■ **DOCUMENT EXCERPT**
────────────────────────────────────────

The researchers analyzed the efficacy of 2007 guidelines from the AHA and affirmed that good dental habits can prevent IE. The team confirmed that participants with a history of heart issues are at an increased risk of IE and associated complications, and antibiotics can be an effective way of preventing infection.
“Scientific data since the 2007 AHA guidelines support the view that limited use of preventative antibiotics for dental procedures hasn’t increased cases of endocarditis and is an important step at combating antibiotic overuse in the population,” said researcher Dr. Walter R. Wilson.
Reducing the risk of infection
For the study, experts from various organizations -- the Infectious Diseases Society of America, the American Dental Association, the American Academy of Pediatrics, and the American Heart Association -- analyzed the 2007 guidelines related to dental hygiene and IE.
In these recommendations, four groups were identified to be at the highest risk of complications related to IE: people who have had heart transplants, those who have previously had IE, those with prosthetic heart valves, and those with congenital heart disease. To lower the risk of IE, many physicians and dentists have prescribed antibiotics to patients from these vulnerable populations. In this new study, experts have confirmed that these recommendations still hold up; antibiotics can help protect those with heart concerns from developing IE.
For those with no heart issues, antibiotics typically aren’t necessary; practicing good oral hygiene can be an effective way to reduce the risk of IE. However, poor dental hygiene habits can make consumers more susceptible to infection.
The researchers say these findings emphasize the importance of following good hygiene habits. Invasive dental procedures can make bacteria more likely to settle in the mouth, but when consumers regularly get dental check-ups and brush and floss their teeth, they can protect against potentially serious infections.

────────────────────────────────────────

■ **ENTRIES PROVIDED**

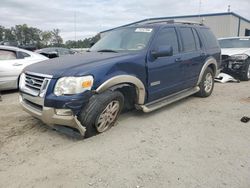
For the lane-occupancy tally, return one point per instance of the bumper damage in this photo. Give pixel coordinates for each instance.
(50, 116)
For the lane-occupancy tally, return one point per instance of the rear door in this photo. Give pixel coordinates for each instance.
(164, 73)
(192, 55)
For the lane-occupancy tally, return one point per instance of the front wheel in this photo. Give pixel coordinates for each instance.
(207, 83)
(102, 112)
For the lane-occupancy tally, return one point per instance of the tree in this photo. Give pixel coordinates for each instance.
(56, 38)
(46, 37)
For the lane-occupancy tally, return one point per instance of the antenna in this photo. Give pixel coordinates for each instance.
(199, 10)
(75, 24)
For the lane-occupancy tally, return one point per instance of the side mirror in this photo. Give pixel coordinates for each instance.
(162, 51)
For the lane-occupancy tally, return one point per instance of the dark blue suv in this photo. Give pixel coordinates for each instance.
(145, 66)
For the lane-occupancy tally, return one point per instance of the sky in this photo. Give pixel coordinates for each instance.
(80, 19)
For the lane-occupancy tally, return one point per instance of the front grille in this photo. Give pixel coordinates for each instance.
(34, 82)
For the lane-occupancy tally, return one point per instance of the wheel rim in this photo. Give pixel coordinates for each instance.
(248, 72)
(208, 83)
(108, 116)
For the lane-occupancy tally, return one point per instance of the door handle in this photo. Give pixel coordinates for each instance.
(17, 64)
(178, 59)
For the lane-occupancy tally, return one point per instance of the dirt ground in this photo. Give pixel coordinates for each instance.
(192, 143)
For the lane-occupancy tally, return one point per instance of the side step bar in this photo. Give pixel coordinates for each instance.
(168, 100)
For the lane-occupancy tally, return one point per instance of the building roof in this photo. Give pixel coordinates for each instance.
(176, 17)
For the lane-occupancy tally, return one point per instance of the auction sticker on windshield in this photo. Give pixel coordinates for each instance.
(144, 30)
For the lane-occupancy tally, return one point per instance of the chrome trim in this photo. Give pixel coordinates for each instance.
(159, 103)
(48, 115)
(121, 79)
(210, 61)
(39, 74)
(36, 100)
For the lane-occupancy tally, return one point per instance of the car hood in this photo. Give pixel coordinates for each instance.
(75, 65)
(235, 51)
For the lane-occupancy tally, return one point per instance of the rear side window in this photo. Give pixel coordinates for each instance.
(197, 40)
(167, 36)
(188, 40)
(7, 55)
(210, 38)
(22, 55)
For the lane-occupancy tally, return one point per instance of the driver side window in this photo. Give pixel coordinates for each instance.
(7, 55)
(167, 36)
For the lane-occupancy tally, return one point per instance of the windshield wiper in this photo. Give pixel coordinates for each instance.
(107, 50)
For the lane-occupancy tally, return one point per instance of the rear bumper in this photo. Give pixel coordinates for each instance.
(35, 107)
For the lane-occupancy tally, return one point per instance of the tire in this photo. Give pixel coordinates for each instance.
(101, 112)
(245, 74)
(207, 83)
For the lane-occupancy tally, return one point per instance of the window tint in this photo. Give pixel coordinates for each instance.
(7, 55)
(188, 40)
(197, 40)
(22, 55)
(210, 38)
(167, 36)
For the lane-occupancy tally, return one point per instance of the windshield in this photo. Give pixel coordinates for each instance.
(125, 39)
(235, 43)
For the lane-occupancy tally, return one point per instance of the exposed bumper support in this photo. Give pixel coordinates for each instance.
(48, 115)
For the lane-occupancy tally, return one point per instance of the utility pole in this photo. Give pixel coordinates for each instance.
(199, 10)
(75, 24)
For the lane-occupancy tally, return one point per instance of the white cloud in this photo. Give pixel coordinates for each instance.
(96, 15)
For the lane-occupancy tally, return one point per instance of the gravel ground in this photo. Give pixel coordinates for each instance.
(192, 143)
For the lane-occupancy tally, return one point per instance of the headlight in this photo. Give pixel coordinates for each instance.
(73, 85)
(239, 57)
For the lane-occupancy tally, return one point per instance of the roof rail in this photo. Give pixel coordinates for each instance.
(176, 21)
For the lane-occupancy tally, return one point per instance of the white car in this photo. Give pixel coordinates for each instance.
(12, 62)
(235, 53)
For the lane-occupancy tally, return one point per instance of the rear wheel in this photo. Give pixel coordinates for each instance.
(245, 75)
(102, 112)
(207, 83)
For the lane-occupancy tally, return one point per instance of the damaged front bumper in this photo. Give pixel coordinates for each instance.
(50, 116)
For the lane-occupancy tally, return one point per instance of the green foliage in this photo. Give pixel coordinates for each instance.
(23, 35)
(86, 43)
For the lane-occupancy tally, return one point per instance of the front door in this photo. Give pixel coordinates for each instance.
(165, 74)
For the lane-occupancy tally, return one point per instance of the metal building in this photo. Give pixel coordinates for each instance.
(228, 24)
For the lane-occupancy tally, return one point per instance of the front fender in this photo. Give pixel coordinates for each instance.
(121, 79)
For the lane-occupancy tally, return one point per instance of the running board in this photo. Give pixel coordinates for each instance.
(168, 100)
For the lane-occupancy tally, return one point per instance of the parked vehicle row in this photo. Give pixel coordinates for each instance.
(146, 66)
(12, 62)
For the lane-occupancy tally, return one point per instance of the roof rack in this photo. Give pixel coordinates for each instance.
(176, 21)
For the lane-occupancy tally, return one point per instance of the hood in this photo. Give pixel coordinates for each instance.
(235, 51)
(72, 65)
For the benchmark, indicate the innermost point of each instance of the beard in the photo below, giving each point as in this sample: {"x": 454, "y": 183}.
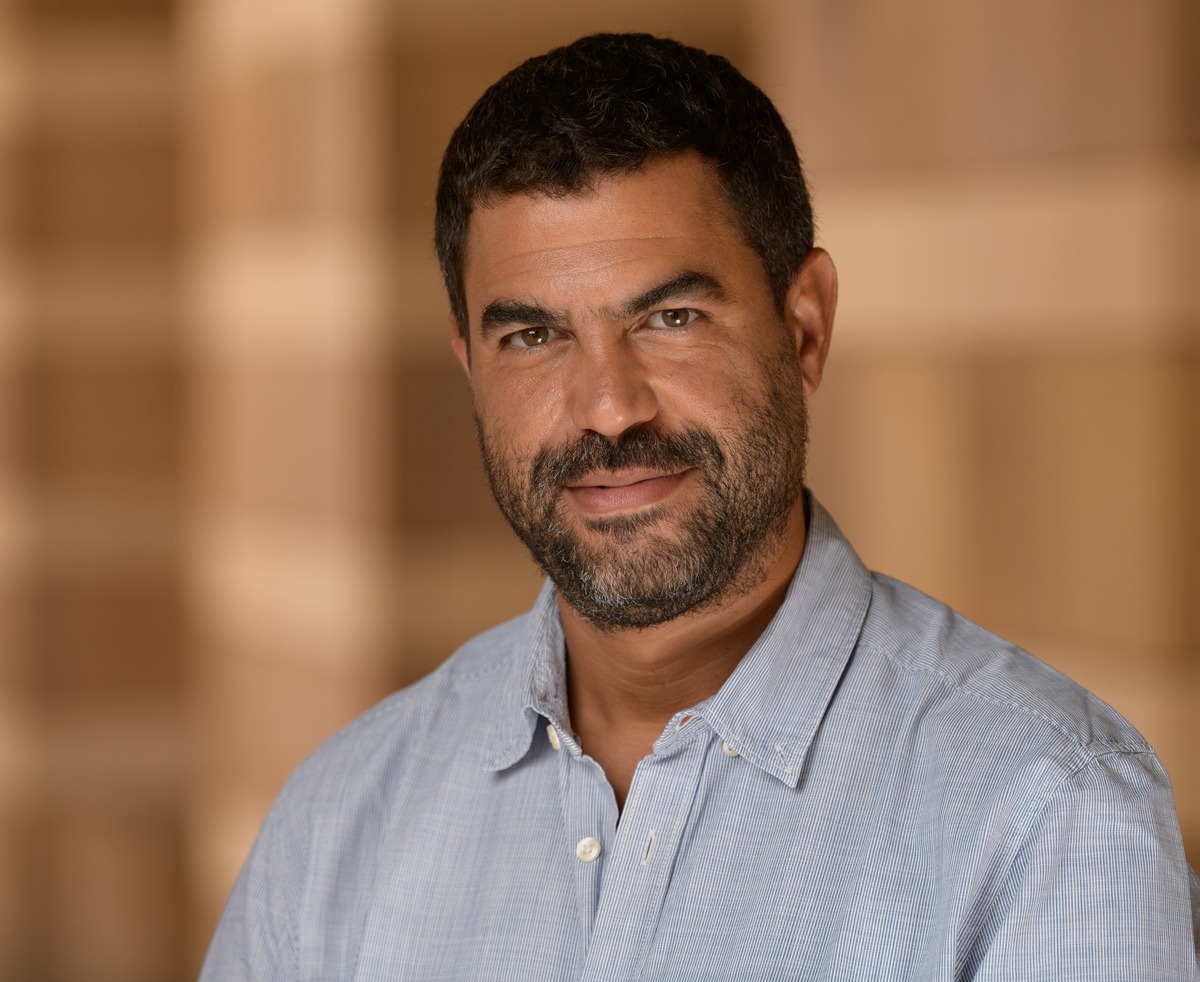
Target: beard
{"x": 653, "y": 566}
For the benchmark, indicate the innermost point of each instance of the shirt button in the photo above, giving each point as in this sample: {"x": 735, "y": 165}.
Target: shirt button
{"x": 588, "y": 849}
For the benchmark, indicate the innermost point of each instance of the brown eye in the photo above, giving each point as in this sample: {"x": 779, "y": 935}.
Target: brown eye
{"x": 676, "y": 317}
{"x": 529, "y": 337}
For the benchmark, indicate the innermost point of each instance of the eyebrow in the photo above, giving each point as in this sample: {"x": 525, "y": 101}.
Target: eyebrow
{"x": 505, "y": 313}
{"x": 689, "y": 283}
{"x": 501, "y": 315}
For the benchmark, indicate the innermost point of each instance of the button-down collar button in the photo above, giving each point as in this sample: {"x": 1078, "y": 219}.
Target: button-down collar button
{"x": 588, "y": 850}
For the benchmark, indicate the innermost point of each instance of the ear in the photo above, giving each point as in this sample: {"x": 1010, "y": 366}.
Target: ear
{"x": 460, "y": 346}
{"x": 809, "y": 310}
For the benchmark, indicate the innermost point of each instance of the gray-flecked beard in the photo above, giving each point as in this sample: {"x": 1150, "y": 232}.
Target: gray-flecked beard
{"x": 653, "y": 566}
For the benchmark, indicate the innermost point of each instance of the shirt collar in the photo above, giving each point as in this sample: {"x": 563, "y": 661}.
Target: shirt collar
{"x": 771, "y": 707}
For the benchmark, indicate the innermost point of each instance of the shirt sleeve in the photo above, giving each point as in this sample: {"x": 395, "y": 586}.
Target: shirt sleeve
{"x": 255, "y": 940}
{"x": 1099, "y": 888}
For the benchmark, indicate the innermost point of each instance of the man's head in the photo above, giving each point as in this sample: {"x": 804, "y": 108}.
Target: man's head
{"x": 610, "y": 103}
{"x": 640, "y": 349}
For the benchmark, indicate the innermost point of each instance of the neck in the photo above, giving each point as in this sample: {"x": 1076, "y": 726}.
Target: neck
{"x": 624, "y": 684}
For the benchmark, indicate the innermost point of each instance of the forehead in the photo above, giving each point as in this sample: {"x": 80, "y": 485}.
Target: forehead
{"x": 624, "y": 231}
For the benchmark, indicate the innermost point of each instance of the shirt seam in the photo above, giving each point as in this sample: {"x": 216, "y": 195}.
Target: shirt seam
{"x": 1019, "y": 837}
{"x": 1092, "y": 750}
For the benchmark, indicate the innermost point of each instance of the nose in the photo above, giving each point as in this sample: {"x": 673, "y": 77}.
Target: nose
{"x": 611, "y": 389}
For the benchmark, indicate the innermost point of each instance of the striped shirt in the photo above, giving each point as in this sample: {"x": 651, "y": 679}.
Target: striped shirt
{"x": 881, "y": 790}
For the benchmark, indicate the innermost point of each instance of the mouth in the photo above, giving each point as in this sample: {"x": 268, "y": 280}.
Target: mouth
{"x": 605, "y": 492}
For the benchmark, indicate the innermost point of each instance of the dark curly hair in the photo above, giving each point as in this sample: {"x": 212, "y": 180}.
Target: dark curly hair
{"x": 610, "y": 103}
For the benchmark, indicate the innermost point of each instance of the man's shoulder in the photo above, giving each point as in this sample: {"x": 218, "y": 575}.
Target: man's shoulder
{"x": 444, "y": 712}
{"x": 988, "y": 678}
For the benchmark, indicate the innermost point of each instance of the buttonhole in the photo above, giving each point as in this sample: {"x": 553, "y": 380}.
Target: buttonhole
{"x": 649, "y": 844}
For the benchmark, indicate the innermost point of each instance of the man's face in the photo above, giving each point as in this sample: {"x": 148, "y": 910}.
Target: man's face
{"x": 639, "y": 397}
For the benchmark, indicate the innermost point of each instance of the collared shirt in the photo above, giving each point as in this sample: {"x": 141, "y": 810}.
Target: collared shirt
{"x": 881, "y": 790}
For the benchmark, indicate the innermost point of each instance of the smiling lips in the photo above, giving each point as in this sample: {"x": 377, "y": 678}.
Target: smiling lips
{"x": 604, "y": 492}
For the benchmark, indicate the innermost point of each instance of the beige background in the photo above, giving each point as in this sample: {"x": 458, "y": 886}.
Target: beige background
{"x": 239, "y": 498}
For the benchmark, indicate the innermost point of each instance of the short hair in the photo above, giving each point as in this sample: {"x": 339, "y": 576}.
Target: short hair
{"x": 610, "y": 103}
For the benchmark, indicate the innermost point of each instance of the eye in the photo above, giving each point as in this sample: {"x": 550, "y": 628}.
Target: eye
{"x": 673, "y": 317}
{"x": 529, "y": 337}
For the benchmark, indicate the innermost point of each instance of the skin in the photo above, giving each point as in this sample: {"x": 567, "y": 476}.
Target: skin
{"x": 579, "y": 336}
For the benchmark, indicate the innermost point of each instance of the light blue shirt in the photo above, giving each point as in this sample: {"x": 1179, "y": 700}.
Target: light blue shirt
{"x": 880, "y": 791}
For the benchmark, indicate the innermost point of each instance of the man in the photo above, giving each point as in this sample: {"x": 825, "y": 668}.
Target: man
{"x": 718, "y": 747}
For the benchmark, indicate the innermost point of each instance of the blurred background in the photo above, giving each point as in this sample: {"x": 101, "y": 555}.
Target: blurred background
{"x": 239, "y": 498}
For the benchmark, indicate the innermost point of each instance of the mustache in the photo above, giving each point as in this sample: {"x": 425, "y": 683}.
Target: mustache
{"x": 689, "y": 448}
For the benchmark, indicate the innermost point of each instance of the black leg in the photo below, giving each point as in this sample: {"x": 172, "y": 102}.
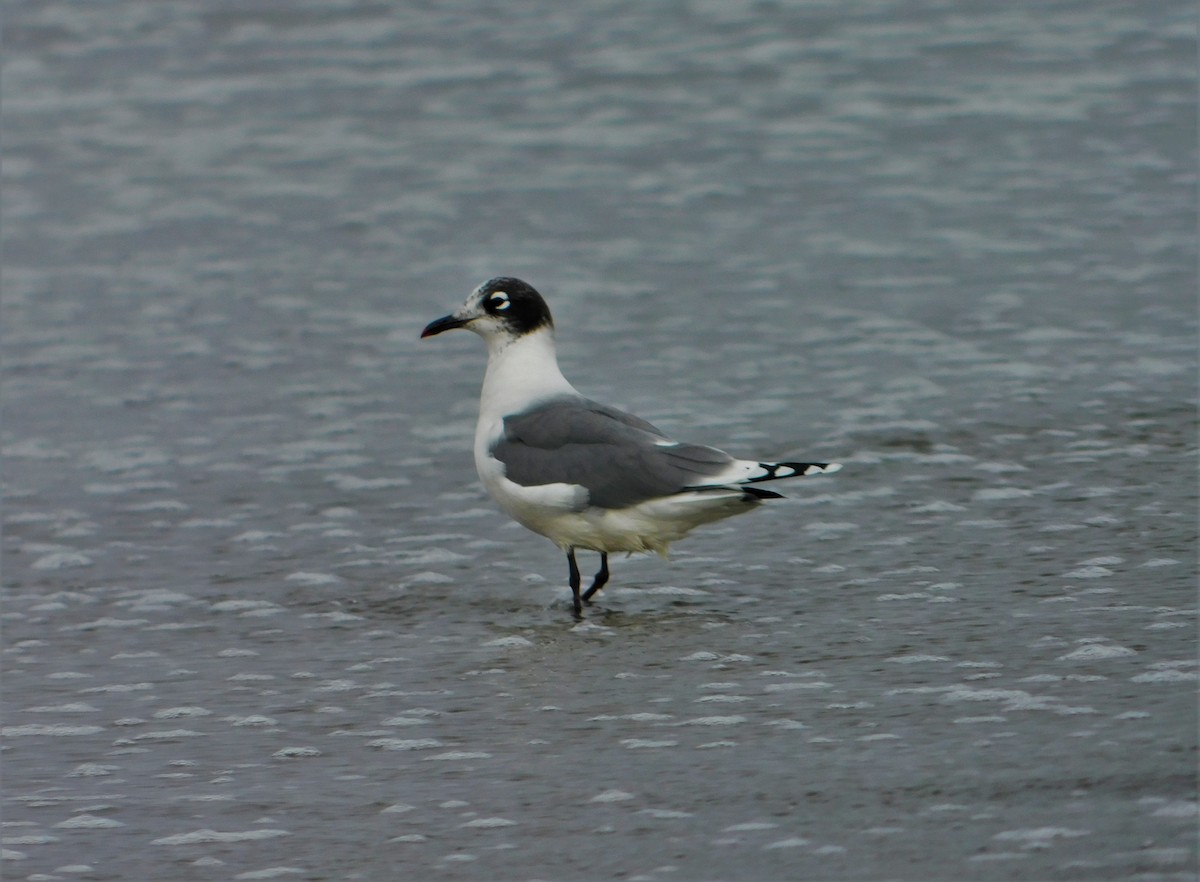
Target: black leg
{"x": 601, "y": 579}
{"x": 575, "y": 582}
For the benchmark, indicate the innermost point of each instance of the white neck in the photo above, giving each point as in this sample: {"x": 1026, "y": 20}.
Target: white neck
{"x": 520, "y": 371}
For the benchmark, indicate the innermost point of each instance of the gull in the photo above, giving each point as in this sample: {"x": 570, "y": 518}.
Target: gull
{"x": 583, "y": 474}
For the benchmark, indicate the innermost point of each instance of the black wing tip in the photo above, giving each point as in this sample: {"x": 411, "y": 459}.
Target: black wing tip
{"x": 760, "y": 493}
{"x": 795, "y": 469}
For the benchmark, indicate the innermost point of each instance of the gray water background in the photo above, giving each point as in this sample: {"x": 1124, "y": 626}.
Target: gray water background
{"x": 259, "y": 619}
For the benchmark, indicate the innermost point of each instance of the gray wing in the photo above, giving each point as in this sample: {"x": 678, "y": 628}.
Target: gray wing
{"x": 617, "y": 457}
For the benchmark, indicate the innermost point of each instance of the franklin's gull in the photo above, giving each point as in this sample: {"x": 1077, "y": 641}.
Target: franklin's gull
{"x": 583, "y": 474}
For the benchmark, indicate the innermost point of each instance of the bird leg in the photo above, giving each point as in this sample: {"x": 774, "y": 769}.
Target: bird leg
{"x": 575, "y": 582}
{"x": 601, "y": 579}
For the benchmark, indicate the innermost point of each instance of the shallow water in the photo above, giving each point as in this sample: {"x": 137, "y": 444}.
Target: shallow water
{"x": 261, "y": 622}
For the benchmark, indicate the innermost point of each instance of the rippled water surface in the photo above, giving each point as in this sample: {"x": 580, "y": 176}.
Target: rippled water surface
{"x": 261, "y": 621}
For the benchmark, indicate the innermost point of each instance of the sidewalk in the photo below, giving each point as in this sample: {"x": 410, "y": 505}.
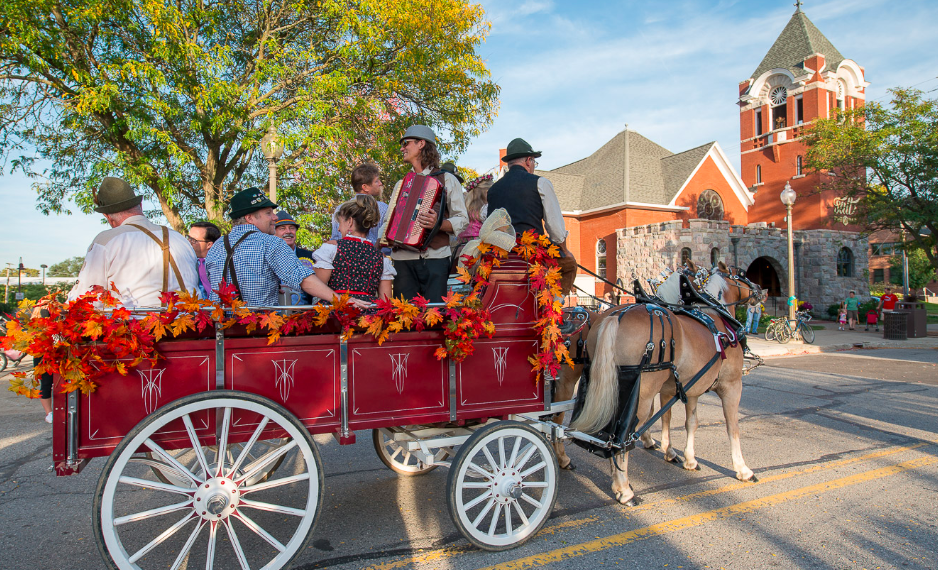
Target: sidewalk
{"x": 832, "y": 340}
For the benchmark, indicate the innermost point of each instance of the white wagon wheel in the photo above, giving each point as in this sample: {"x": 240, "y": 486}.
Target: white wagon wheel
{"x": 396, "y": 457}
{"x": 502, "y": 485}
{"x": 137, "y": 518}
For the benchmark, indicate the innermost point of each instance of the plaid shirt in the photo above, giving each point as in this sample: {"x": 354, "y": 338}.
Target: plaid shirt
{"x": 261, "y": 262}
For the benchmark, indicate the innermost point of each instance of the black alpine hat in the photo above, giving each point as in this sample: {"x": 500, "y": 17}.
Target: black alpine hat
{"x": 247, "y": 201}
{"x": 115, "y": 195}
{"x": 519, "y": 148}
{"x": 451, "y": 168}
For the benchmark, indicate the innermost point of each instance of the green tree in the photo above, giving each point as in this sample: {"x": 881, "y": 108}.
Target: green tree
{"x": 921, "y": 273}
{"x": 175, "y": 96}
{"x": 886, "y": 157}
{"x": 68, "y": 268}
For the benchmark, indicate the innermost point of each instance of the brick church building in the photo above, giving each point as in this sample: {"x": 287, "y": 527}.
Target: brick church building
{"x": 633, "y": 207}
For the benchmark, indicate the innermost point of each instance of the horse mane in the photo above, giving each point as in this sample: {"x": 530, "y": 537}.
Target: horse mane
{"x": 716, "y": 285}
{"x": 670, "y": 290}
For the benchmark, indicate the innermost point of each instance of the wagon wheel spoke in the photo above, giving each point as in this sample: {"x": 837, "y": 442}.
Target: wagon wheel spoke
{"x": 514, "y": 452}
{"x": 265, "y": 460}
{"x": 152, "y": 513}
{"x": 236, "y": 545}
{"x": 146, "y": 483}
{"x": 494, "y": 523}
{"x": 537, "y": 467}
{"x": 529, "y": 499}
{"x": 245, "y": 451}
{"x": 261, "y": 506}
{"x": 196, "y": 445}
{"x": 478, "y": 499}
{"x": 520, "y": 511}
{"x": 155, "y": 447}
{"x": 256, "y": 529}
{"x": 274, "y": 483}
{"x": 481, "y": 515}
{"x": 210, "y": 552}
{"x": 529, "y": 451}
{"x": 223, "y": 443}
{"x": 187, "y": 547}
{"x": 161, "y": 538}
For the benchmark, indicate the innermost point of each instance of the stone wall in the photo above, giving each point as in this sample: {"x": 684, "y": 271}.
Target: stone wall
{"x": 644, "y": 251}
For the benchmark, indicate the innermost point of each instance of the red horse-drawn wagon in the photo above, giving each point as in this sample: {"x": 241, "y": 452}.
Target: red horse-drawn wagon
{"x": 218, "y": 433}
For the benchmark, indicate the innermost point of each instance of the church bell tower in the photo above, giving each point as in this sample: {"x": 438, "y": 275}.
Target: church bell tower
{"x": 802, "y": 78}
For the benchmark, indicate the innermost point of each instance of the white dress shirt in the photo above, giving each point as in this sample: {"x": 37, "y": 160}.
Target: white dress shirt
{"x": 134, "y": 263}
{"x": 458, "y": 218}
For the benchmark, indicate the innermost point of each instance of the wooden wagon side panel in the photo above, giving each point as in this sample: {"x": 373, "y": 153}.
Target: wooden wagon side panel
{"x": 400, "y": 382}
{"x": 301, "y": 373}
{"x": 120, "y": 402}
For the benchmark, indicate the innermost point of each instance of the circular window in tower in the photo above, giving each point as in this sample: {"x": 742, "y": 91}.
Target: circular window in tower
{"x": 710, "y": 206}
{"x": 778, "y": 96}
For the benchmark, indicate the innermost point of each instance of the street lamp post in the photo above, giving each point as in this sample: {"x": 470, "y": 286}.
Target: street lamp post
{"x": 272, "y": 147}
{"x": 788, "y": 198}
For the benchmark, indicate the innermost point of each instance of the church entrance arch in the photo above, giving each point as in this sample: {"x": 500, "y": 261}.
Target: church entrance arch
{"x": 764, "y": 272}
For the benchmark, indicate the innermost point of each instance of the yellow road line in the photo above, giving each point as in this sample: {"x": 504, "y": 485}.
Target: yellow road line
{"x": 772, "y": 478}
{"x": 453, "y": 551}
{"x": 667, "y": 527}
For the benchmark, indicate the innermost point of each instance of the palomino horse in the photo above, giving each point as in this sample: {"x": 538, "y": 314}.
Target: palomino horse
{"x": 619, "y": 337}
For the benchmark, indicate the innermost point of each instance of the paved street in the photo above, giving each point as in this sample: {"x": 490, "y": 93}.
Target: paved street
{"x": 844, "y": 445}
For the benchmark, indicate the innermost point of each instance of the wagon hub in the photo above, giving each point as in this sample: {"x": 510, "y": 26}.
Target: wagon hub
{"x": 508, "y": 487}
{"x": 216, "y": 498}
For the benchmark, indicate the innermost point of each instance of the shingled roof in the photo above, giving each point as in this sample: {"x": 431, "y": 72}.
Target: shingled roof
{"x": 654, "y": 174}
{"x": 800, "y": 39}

────────────────────────────────────────

■ **EXERCISE INSTRUCTIONS**
A) Answer these questions from the article on dental hygiene and endocarditis, one per line:
(i) Whose 2007 guidelines did the researchers analyze?
(ii) How many groups did those recommendations identify as being at highest risk of complications related to IE?
(iii) Which researcher is quoted on the scientific data since the 2007 guidelines?
B) Rewrite the stretch of the article on dental hygiene and endocarditis from "In these recommendations, four" through "susceptible to infection.", changing "prosthetic heart valves" to "artificial heart valves".

■ **EXPECTED RESPONSES**
A)
(i) The AHA's
(ii) Four
(iii) Dr. Walter R. Wilson

B)
In these recommendations, four groups were identified to be at the highest risk of complications related to IE: people who have had heart transplants, those who have previously had IE, those with artificial heart valves, and those with congenital heart disease. To lower the risk of IE, many physicians and dentists have prescribed antibiotics to patients from these vulnerable populations. In this new study, experts have confirmed that these recommendations still hold up; antibiotics can help protect those with heart concerns from developing IE.
For those with no heart issues, antibiotics typically aren’t necessary; practicing good oral hygiene can be an effective way to reduce the risk of IE. However, poor dental hygiene habits can make consumers more susceptible to infection.